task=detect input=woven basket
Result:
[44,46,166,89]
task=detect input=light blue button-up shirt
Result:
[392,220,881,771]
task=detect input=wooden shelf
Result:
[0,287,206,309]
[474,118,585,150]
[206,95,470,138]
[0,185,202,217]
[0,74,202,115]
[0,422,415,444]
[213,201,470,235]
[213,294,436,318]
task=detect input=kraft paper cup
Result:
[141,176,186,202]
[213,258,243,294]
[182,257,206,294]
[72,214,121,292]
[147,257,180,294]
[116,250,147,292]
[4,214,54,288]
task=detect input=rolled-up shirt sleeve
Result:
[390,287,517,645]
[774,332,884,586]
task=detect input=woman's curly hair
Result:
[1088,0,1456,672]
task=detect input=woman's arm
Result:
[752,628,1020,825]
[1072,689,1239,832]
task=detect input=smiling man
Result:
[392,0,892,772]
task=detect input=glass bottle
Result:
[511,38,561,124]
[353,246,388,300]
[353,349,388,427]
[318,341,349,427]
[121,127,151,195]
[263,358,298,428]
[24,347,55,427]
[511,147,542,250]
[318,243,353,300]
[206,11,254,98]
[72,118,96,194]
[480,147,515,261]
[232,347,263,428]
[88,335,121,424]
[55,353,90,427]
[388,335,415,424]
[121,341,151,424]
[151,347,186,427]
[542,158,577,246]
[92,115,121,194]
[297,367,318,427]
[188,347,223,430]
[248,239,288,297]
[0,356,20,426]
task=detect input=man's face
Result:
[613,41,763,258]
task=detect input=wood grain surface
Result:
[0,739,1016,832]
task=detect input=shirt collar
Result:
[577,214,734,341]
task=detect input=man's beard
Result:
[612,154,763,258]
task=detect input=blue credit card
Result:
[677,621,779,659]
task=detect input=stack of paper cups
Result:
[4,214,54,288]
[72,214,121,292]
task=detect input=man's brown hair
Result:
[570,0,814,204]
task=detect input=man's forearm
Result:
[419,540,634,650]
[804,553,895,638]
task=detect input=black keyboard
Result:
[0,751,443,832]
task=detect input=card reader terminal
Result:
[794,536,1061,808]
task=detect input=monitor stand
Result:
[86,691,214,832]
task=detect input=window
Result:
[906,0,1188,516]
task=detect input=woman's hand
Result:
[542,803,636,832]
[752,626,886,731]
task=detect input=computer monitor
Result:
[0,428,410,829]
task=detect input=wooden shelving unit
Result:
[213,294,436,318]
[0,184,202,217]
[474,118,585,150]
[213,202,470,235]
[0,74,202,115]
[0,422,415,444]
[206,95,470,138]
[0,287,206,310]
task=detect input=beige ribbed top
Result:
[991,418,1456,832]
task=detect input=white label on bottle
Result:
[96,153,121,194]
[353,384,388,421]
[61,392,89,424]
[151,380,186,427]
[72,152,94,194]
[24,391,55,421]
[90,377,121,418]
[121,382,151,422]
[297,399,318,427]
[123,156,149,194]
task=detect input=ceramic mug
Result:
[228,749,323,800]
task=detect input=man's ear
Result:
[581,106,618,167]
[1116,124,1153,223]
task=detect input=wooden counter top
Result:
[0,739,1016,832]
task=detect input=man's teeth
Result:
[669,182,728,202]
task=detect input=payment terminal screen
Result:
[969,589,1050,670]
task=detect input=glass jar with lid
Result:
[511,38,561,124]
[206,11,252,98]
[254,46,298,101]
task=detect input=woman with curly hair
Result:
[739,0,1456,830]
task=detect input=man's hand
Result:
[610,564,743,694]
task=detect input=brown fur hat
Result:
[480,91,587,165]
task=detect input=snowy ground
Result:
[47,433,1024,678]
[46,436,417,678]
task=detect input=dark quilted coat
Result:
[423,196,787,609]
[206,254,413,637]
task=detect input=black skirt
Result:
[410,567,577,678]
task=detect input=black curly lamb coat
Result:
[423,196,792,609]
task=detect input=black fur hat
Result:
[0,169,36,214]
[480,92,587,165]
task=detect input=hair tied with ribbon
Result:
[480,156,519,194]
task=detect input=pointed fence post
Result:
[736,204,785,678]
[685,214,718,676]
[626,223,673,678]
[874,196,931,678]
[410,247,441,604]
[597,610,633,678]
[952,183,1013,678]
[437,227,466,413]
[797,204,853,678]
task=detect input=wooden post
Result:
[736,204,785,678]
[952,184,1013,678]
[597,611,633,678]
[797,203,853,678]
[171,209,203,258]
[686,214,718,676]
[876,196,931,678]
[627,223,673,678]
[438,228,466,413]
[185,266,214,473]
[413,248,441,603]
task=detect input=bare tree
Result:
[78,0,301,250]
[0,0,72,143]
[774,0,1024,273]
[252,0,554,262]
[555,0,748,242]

Set exercise
Copy all of the data above word for word, with no changes.

Task result
task=detect input=woven basket
Result:
[44,46,166,89]
task=detect input=light blue button-up shirt
Result:
[392,220,881,771]
task=detect input=wooden shelf
Result:
[0,287,206,309]
[474,118,585,150]
[206,95,470,138]
[0,185,202,217]
[0,74,202,115]
[0,422,415,444]
[213,201,470,235]
[213,294,436,318]
task=detect input=kraft paper cup
Result:
[141,176,186,202]
[213,258,243,294]
[182,257,206,294]
[72,214,121,292]
[147,257,180,294]
[116,250,147,292]
[4,214,54,288]
task=detect input=rolled-up shirt sleeve
Result:
[390,287,517,645]
[774,332,884,586]
task=detect input=woman's curly hair
Result:
[1088,0,1456,672]
task=detect input=woman's arm
Result:
[752,628,1020,825]
[1072,689,1239,832]
task=detect input=smiling man
Result:
[392,0,892,772]
task=detect input=glass bottle
Result:
[511,38,561,124]
[353,246,388,300]
[353,349,388,427]
[318,341,349,427]
[121,127,151,195]
[263,358,298,428]
[24,347,55,427]
[511,147,542,250]
[318,243,353,300]
[206,11,254,98]
[72,118,96,194]
[480,147,515,261]
[232,347,263,428]
[88,335,121,424]
[55,353,90,427]
[388,335,415,424]
[121,341,151,424]
[151,347,186,427]
[542,158,577,246]
[92,115,121,194]
[297,367,318,427]
[188,347,223,430]
[248,239,288,297]
[0,356,20,426]
task=detect input=man's face
Result:
[613,41,763,258]
task=detect input=wood grain surface
Result:
[0,739,1016,832]
task=detect input=shirt collar
Result:
[577,214,734,341]
task=detect input=man's beard
Result:
[612,154,763,258]
task=detect input=blue credit card
Result:
[677,621,779,659]
task=detect input=stack of paper cups
Result:
[4,214,54,288]
[72,214,121,292]
task=detect input=man's brown hair
Result:
[570,0,814,204]
task=detect input=man's forearm
Result:
[419,540,634,650]
[804,553,895,638]
task=detect input=black keyboard
Result:
[0,751,443,832]
task=detect input=card reader terminal
Result:
[794,536,1061,808]
task=detect input=monitor stand
Result:
[86,691,214,832]
task=detect input=window
Result:
[906,0,1188,516]
task=detect input=woman's hand
Result:
[542,803,636,832]
[752,626,886,731]
task=detect input=computer monitor
Result:
[0,428,410,829]
task=detect input=wooden shelving unit
Result:
[213,294,436,318]
[0,184,202,217]
[474,118,585,150]
[213,202,470,235]
[0,74,202,115]
[0,422,415,444]
[206,95,470,138]
[0,287,206,310]
task=detect input=beige ribbed top
Result:
[991,418,1456,832]
task=detect input=white label on bottle
Result:
[96,153,121,194]
[353,384,388,421]
[61,392,89,424]
[151,380,186,427]
[72,152,94,194]
[24,391,55,421]
[90,377,121,418]
[121,382,151,422]
[297,399,318,427]
[123,156,149,194]
task=detect input=ceramic mug
Result:
[228,749,323,800]
task=detect input=man's ear
Result:
[581,106,618,167]
[1116,124,1153,223]
task=detect input=wooden counter top
Result:
[0,739,1016,832]
task=detect input=man's teeth
Result:
[669,182,728,202]
task=detect input=payment terminal screen
Result:
[969,589,1050,670]
task=detect input=glass jar with lid
Result:
[511,38,561,124]
[206,11,252,98]
[254,46,298,101]
task=detect input=woman with curly hair
Result:
[739,0,1456,830]
task=detect input=man's hand
Result:
[610,564,743,694]
task=detect input=brown fur hat
Result:
[480,91,587,165]
task=detect input=snowy ground
Result:
[47,433,1024,678]
[46,436,417,678]
task=detect input=dark quilted coat
Result:
[423,196,787,609]
[206,254,413,637]
task=detect input=black skirt
Result:
[410,567,577,678]
task=detect input=black curly lamb coat
Result:
[423,196,792,609]
task=detect input=black fur hat
Result:
[0,169,36,214]
[480,92,587,165]
task=detect input=hair tied with ribbon
Result:
[480,156,519,194]
task=detect input=pointed fence post
Result:
[736,204,785,678]
[685,214,718,676]
[626,223,673,678]
[874,196,931,678]
[410,247,441,604]
[597,610,633,678]
[952,183,1013,678]
[437,227,466,413]
[797,204,853,678]
task=detect input=wooden post
Result:
[736,204,785,678]
[952,184,1013,678]
[597,611,633,678]
[797,203,853,678]
[171,209,203,258]
[686,214,718,676]
[876,196,931,678]
[627,223,673,678]
[438,228,466,413]
[185,266,214,473]
[413,248,441,603]
task=detect input=bare tree
Result:
[78,0,301,250]
[0,0,72,143]
[774,0,1024,273]
[252,0,554,262]
[555,0,748,242]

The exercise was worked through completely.